A l’heure où l’on nous demande de mettre en place des cours d’”empathie”, il est fort dommageable que certain-es élu-es de la Nation aient un comportement que l’on qualifiera a minima de “méprisant” envers les organisations syndicales représentatives des personnels enseignants. Le 20 septembre, invitées par la commission culture de l’Assemblée Nationale sur la question de la rentrée scolaire, leur constat était assez unanime sur le sujet, d’une rentrée sans moyen avec des effets d’annonces ne permettant pas à l’Ecole et ses personnels de faire leur travail dans de bonnes conditions.

Visiblement, cette réalité a dérangé les député·es Renaissance et Rassemblement national qui, ont multiplié les propos dénigrants, méprisants, voire insultants. Entre la remise en cause de la représentativité des organisations syndicales, pointant au passage le « ton caricatural », la comparaison de leur expression à “un sketch des Inconnus” et à “des islamo-gauchistes”, en passant par la qualification des propos de certain·es représentant·es syndicaux de « ridicules et totalement déplacés », les enjoignant à « se mettre au niveau », « à baisser d’un ton » et menaçant de ne pas les inviter l’an prochain, c’est à une violence inacceptable à laquelle ont été confronté nos représentant-es. Ceci ne va pas sans nous inquiéter pour l’avenir…

Il n’y a que la vérité qui blesse pourra-t’on conclure car les problèmes rencontrés en cette rentrée sont réels : crise du recrutement, salaires, conditions de travail, inclusion, situation des AESH.

Sur le terrain, ce sont bien le manque d’enseignantes et d’enseignants, le nombre insuffisant de personnels remplaçants, les difficultés de recrutement et le manque d’attractivité du métier dans le premier degré comme dans le second qui sont notre quotidien. Les effets délétères du Pacte, tout comme la perte de sens du métier alors que les conditions de travail sont de plus en plus dégradées en rajoutent encore.

==============================

• _CONSIGNE_
D'après le texte sur la rentrée scolaire, quels groupes de députés ont multiplié les propos dénigrants envers les organisations syndicales ?

• _DONNÉES_
==============================

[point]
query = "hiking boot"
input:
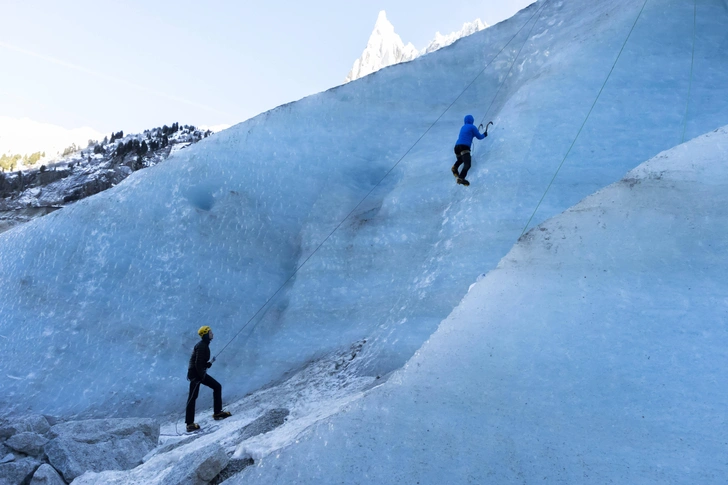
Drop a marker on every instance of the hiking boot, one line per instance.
(221, 415)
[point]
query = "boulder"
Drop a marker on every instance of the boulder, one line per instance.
(34, 423)
(18, 472)
(28, 443)
(199, 467)
(46, 475)
(100, 444)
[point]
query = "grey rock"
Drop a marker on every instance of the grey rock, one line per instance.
(46, 475)
(34, 423)
(100, 444)
(18, 472)
(28, 443)
(198, 468)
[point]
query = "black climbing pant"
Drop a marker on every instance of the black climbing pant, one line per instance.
(194, 391)
(462, 152)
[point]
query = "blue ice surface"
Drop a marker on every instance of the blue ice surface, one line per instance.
(101, 301)
(594, 353)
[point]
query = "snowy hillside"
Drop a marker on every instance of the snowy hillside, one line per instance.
(30, 193)
(101, 301)
(385, 47)
(26, 136)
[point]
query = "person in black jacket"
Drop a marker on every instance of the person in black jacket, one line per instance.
(197, 374)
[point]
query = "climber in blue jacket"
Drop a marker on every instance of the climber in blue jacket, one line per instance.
(462, 148)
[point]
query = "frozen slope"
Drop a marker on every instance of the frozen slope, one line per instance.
(594, 353)
(101, 301)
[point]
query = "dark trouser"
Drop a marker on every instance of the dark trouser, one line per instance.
(194, 391)
(462, 152)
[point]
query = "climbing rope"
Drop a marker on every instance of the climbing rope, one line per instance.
(585, 120)
(692, 62)
(263, 307)
(514, 61)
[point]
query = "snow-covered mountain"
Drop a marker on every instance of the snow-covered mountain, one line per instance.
(561, 320)
(441, 40)
(385, 47)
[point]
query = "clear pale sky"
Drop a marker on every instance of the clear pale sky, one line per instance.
(133, 64)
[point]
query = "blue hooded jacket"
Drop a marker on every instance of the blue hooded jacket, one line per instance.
(468, 132)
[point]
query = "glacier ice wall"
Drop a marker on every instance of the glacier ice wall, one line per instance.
(101, 300)
(594, 353)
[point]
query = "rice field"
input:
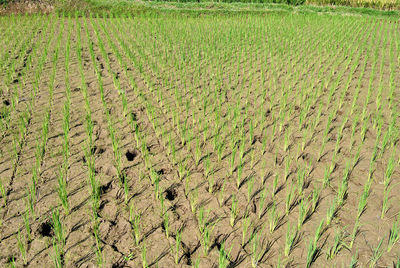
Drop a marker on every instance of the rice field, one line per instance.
(212, 141)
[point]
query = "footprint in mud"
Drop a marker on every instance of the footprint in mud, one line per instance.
(171, 193)
(45, 229)
(131, 155)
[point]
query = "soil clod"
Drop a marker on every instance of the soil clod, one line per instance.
(130, 155)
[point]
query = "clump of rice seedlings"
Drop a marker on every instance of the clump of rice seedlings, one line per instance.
(245, 227)
(394, 234)
(178, 240)
(27, 223)
(261, 202)
(62, 191)
(312, 253)
(3, 194)
(376, 254)
(166, 223)
(59, 230)
(224, 256)
(22, 247)
(234, 210)
(135, 222)
(256, 249)
(143, 254)
(337, 245)
(206, 237)
(291, 235)
(273, 217)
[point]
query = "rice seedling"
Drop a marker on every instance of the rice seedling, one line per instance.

==============================

• _RÉPONSE ATTENDUE_
Les députés Renaissance et Rassemblement national.